◆ Texte présenté ◆

--- --- ---

Les conséquences sanitaires de Fukushima : avertissements et recommandations


Suite à la publication d’un article du journal Mainichi Daily News, Michel Fernex, professeur émérite de la Faculté de médecine de Bâle et ex-membre des Comités Directeurs de TDR (Programme spécial de Recherche pour les Maladies Tropicales) à l’OMS, a réagi pour donner des avertissements et apporter des recommandations sur les conséquences sanitaires de la catastrophe de Fukushima.


   Michel Fernex

En lisant l'article du Mainichi Daily News, à propos des problèmes de santé après l'accident nucléaire de Fukushima, on doit se poser une question : quelle institution pourrait conseiller les autorités sur les meilleures dispositions à prendre pour protéger la population et diminuer les souffrances des victimes ?

La responsabilité de la direction de l'usine commence avec les erreurs dans la conception et la construction de la centrale avec les générateurs trop proches de l'eau, la non-résistance aux tremblements de terre importants, puis l'absence d'information sur les dommages réels dus au tremblement de terre, plus d'une heure avant que le reste de la vague du tsunami qui a causé des milliers de victimes 100 km plus au nord. Des erreurs ont contribué au retard apporté à la réduction de la contamination de l'air, des sols et de l'eau.

L’OMS subordonnée à l’AIEA

Conformément à sa constitution (1946), l'Organisation Mondiale pour la Santé (OMS) se doit de fournir une assistance technique dans le domaine de la médecine; en cas d'urgence, à la demande des gouvernements, ou simplement après l'acceptation d'une telle intervention. L'OMS doit fournir toutes les informations, donner des conseils et offrir une assistance concernant la santé. Elle doit former une opinion publique bien documentée sur la santé. Aucune de ces obligations n'a été respectée.

Cette carence repose sur des événements historiques: L'OMS a signé un contrat en 1959 avec la toute nouvelle Agence Internationale de la Santé (WHA 12.40) qui a mis fin à l'indépendance de l'OMS dans les problèmes liés aux industries nucléaires. De plus récentes décisions confirment l'obligation de l'OMS de se tenir à l'écart des activités dans le domaine des rayonnements ionisants. Cela explique que l'AIEA puisse intervenir à Fukushima, mais pas l'OMS, si ce n'est par téléphone.

La population ignore les statuts de l'AIEA qui contribue à prendre des décisions médicalement inacceptables après une catastrophe atomique comme celles de Fukushima ou de Tchernobyl. En effet, l'AIEA doit respecter les termes de ses statuts que cette agence cite dans ses publications, c'est un passage essentiel de ses statuts. On trouve dans les premières pages des publications de l'AIEA, comme les “Proceedings of the International Conference on Chernobyl”, à Vienne, du 8 au 12 avril 1996. Il y est stipulé que l'Agence a pour principal objectif “d'accélérer et d'accroître la contribution de l'industrie atomique à la paix, la santé et la prospérité à travers le monde”.

--- --- ---

◆ À faire ◆
1. Veuillez recopier le passage du texte présenté à partir de « Les conséquences sanitaires de Fukushima » jusqu'à « catastrophe de Fukushima. » inclus.
2. Répondez aux questions suivantes d'après le texte présenté.
(a) De quelle faculté Michel Fernex est-il professeur émérite ?
(b) De quelle année date la constitution de l'OMS ?
(c) À quelles dates s'est tenue à Vienne la conférence sur Tchernobyl citée par l'AIEA ?

◆ Extrait des données ◆
--- --- ---

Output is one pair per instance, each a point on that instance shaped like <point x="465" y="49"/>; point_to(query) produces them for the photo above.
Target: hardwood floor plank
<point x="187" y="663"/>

--- --- ---

◆ Réponses par numéro ◆
1.
Les conséquences sanitaires de Fukushima : avertissements et recommandations


Suite à la publication d’un article du journal Mainichi Daily News, Michel Fernex, professeur émérite de la Faculté de médecine de Bâle et ex-membre des Comités Directeurs de TDR (Programme spécial de Recherche pour les Maladies Tropicales) à l’OMS, a réagi pour donner des avertissements et apporter des recommandations sur les conséquences sanitaires de la catastrophe de Fukushima.

2.
(a) La Faculté de médecine de Bâle.
(b) 1946.
(c) Du 8 au 12 avril 1996.